**** Entries ****
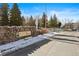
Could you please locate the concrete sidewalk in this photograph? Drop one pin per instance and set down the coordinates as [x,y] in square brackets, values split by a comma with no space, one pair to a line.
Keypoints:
[57,48]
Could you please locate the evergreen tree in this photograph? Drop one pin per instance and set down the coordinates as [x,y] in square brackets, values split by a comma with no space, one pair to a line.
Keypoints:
[44,20]
[24,21]
[15,19]
[4,15]
[59,24]
[51,22]
[54,21]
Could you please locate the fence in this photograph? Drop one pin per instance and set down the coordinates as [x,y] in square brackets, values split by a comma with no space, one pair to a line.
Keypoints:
[11,33]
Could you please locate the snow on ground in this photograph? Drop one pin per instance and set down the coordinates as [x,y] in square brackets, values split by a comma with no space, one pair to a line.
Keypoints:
[23,43]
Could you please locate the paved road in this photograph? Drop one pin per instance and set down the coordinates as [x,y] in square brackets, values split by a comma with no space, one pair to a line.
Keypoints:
[52,47]
[57,48]
[28,50]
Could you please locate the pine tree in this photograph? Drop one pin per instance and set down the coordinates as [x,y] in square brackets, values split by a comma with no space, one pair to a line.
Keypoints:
[44,20]
[24,21]
[54,21]
[4,16]
[15,19]
[51,22]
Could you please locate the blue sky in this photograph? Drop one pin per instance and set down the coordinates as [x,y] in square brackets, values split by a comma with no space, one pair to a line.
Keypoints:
[62,10]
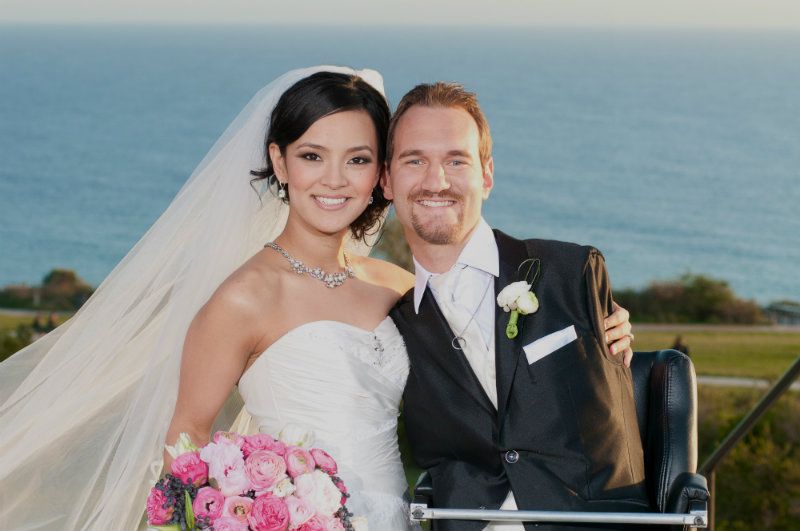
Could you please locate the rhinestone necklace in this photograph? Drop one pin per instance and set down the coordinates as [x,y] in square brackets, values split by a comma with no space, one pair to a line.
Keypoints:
[331,280]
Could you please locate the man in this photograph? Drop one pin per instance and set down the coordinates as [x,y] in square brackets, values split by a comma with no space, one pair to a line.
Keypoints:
[545,420]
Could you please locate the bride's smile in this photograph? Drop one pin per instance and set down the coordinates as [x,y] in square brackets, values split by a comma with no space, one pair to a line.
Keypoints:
[329,175]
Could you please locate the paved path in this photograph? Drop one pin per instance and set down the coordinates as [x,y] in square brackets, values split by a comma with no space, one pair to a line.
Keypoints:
[678,328]
[731,381]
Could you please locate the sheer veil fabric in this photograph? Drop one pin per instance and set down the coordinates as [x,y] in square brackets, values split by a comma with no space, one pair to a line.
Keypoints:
[84,410]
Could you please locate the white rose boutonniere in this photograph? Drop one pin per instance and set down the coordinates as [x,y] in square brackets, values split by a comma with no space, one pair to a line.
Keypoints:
[518,299]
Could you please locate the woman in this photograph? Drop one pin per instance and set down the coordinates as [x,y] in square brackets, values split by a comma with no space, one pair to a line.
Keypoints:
[307,352]
[200,305]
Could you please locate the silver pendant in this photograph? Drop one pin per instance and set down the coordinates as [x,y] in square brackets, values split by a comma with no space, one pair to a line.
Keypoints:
[458,343]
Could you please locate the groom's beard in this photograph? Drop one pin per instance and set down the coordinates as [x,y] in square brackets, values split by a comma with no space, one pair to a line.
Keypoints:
[437,232]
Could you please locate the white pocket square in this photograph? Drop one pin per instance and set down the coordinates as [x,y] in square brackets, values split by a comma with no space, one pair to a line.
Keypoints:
[549,343]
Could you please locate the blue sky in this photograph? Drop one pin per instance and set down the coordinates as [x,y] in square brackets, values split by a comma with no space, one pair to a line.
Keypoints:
[778,14]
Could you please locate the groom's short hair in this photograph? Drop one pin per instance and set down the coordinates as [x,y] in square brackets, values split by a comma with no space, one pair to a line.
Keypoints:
[446,95]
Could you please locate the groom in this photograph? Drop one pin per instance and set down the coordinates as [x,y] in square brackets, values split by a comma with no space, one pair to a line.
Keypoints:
[543,421]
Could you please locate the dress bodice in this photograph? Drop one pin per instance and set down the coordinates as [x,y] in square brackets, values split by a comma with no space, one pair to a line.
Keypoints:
[344,383]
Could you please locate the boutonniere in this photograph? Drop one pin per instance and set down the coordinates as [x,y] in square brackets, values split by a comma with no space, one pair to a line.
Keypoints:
[518,297]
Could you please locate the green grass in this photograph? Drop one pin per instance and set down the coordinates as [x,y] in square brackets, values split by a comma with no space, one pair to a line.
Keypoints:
[729,352]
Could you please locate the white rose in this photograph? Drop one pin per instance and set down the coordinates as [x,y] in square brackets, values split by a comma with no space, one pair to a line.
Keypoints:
[318,490]
[359,523]
[507,298]
[284,488]
[527,303]
[295,435]
[183,445]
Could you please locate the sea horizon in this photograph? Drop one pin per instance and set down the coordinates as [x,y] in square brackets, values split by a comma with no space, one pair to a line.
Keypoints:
[671,150]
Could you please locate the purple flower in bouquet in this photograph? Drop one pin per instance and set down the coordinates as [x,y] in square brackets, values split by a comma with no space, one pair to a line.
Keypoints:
[159,509]
[208,504]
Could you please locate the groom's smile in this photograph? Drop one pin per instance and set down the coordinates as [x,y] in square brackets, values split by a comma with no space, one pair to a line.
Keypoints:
[436,177]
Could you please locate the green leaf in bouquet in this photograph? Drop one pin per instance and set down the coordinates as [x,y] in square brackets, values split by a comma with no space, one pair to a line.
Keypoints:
[190,522]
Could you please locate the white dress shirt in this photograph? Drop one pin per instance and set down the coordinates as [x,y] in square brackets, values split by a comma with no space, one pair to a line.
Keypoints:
[469,292]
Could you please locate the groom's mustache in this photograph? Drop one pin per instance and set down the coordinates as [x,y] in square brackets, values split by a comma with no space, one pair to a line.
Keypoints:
[440,196]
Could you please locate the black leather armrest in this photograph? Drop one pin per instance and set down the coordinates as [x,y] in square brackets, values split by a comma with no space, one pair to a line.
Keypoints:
[686,490]
[423,490]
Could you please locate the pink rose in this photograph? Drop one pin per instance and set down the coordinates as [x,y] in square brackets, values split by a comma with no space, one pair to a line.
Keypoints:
[269,513]
[208,503]
[264,469]
[228,437]
[261,441]
[298,461]
[159,512]
[237,507]
[324,461]
[299,510]
[189,468]
[315,523]
[226,468]
[226,523]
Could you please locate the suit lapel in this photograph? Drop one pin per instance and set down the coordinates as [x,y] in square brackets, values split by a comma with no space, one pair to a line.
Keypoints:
[433,325]
[512,253]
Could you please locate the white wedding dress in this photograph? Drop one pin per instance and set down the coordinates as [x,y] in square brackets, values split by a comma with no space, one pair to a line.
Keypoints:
[345,384]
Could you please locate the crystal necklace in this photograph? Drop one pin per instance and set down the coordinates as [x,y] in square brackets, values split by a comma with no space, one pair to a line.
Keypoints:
[331,280]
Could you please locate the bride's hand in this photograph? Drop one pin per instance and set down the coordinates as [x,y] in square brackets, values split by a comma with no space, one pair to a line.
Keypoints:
[618,333]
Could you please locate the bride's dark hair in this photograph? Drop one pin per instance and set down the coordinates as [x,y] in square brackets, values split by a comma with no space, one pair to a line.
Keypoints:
[315,97]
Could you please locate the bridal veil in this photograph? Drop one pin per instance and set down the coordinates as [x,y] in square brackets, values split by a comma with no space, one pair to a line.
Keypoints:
[85,409]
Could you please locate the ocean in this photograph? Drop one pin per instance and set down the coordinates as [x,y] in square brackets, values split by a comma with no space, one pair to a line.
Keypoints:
[672,151]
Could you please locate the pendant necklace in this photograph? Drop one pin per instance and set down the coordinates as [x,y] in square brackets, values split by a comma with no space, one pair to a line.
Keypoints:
[331,280]
[458,342]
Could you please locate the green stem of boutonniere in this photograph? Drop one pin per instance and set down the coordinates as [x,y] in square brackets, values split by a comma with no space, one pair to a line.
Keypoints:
[511,328]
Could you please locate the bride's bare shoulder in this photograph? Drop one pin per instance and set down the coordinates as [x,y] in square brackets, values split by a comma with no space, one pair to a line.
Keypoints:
[386,274]
[244,292]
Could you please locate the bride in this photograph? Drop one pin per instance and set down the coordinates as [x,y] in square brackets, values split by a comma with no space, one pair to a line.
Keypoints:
[201,307]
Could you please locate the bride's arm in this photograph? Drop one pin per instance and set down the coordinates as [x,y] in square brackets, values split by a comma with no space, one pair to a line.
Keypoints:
[218,344]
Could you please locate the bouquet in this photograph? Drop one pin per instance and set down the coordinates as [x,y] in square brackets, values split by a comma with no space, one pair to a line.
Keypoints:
[252,482]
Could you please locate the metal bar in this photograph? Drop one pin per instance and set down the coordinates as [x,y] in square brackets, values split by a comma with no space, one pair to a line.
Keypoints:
[712,503]
[751,418]
[421,512]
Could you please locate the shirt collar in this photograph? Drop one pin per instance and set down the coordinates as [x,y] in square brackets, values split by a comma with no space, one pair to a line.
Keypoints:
[480,253]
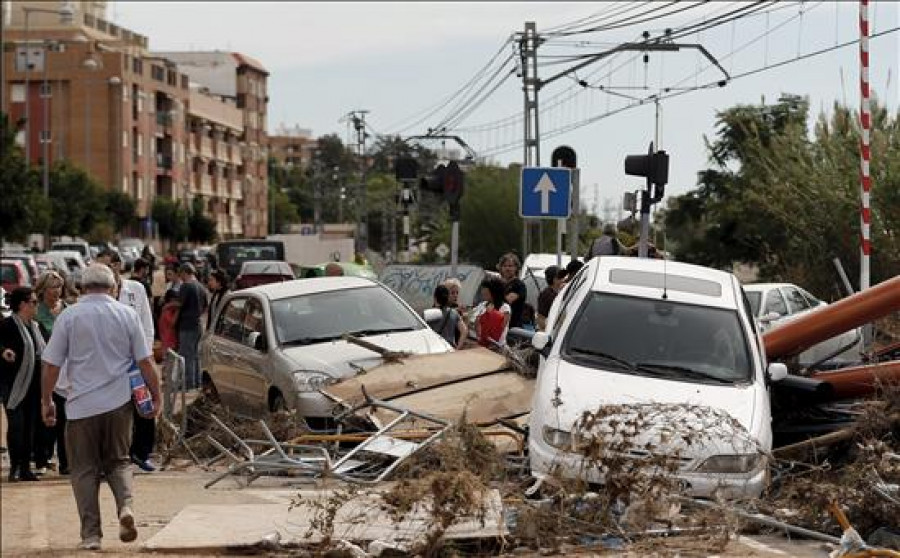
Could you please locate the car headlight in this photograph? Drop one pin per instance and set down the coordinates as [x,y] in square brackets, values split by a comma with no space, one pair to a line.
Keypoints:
[559,439]
[742,463]
[310,380]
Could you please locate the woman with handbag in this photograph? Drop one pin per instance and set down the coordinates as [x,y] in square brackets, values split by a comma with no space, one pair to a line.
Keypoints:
[21,345]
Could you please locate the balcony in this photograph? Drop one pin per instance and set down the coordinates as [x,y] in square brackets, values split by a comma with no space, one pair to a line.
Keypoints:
[206,185]
[163,162]
[164,119]
[206,147]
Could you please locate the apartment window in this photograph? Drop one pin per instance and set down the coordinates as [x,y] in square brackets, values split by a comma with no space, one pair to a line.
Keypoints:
[17,93]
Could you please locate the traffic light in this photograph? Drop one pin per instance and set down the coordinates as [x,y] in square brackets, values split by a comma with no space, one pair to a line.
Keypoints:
[654,166]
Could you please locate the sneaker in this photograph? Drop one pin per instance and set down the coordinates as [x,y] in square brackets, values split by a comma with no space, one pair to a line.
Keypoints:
[127,530]
[90,544]
[144,464]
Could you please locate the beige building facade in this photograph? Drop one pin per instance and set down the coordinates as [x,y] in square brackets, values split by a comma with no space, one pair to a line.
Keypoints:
[136,121]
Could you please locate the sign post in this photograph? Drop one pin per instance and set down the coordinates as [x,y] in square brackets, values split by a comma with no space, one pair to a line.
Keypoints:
[546,194]
[564,156]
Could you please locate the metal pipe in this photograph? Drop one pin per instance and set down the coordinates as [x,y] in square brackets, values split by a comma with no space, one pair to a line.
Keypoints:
[826,322]
[859,381]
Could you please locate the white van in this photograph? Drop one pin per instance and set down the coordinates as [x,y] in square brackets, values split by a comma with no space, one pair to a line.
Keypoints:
[674,341]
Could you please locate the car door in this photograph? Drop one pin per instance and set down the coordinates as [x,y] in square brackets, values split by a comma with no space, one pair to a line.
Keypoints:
[773,303]
[251,381]
[224,348]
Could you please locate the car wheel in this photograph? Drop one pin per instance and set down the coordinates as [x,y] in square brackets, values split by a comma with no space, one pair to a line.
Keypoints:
[277,403]
[208,388]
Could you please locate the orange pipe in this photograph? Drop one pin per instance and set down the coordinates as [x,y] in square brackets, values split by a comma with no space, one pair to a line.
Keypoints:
[824,323]
[859,381]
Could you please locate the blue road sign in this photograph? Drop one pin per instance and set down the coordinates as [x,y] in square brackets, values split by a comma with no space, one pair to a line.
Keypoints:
[545,193]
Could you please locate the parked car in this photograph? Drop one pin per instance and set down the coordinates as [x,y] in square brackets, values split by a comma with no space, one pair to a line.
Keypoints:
[73,261]
[631,333]
[13,274]
[273,346]
[350,270]
[28,261]
[263,272]
[774,304]
[83,248]
[231,254]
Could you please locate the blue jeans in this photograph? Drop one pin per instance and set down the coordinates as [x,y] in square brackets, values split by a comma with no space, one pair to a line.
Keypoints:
[188,339]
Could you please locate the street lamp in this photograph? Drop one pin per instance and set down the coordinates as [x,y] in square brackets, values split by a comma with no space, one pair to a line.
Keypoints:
[66,15]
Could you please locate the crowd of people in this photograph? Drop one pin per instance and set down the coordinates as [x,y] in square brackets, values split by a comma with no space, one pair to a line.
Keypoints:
[65,358]
[503,304]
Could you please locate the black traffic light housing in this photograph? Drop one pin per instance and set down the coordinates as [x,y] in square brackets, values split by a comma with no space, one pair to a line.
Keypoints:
[654,166]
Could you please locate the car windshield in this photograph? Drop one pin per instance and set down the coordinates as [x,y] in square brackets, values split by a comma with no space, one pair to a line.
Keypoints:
[659,338]
[319,317]
[755,297]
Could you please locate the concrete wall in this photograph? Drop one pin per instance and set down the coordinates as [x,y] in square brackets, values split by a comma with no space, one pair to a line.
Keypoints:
[416,283]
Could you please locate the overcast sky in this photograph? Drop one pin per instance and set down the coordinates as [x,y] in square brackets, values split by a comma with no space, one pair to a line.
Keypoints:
[398,59]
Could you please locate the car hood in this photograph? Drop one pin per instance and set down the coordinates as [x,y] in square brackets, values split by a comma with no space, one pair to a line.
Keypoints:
[582,390]
[341,359]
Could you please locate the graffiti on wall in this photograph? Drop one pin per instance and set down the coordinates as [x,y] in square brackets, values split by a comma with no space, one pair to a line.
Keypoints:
[416,283]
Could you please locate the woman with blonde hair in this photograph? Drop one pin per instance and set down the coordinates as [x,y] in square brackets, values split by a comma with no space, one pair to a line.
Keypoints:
[49,292]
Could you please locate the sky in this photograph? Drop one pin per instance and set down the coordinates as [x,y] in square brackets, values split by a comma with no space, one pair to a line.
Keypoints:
[398,59]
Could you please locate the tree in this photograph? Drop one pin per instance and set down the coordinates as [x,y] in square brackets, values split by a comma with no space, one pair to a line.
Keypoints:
[787,202]
[78,201]
[23,207]
[120,208]
[201,229]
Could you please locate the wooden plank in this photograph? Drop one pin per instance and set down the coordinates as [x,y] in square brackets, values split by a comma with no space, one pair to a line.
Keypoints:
[483,399]
[415,373]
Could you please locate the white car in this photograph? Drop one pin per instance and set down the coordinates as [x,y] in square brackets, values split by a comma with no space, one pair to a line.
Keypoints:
[274,346]
[670,339]
[774,304]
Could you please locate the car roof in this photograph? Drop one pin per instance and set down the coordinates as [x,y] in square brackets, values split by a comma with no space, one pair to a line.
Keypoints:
[766,286]
[300,287]
[645,277]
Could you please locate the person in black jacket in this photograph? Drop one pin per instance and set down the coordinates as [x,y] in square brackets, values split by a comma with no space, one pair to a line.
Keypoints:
[21,345]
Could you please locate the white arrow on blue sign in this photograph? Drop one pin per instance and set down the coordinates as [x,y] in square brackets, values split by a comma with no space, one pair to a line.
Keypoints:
[545,193]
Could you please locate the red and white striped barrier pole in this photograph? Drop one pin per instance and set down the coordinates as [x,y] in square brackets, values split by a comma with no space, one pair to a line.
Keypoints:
[865,153]
[865,117]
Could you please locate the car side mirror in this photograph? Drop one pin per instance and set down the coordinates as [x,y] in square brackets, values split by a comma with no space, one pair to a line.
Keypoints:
[432,316]
[541,341]
[777,371]
[770,317]
[256,340]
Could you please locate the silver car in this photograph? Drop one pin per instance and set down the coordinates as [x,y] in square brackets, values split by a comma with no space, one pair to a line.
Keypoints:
[274,346]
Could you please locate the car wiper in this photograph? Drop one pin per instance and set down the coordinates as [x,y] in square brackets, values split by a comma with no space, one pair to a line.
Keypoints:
[364,332]
[310,340]
[605,356]
[676,371]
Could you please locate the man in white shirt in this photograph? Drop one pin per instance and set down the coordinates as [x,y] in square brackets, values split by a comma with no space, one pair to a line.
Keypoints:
[133,294]
[98,339]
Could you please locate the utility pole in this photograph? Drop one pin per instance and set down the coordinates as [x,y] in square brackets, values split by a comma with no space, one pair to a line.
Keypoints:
[528,43]
[358,119]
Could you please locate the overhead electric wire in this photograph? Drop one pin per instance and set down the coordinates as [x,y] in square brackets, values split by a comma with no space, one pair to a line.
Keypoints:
[574,126]
[401,127]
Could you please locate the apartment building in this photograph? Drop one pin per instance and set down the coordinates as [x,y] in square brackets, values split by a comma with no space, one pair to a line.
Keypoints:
[292,147]
[238,78]
[133,119]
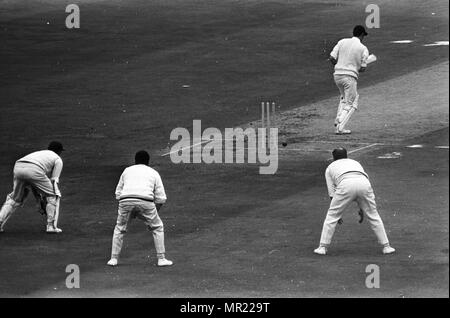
****
### Aim of the task:
Find every line in the records above that contains the string "bouquet", matching case exactly, and copy each of those lines.

### Exercise solution:
Could you please locate the purple flower in bouquet in this photograph? Drop one pin per instance and set down the coordinates as [x,y] in square brackets, values split by a comma with no space, one pair to a line.
Could you please locate the green leaf in bouquet in this photograph? Drop one pin per instance and set down the coordinates as [x,y] in square brackets, values split by a comma with no space, one pair to a line.
Could you please locate the bouquet in this photograph? Drop one pin per instance and set down the coordinates as [x,y] in square brackets, values split by a comma with no space, one pair to a line.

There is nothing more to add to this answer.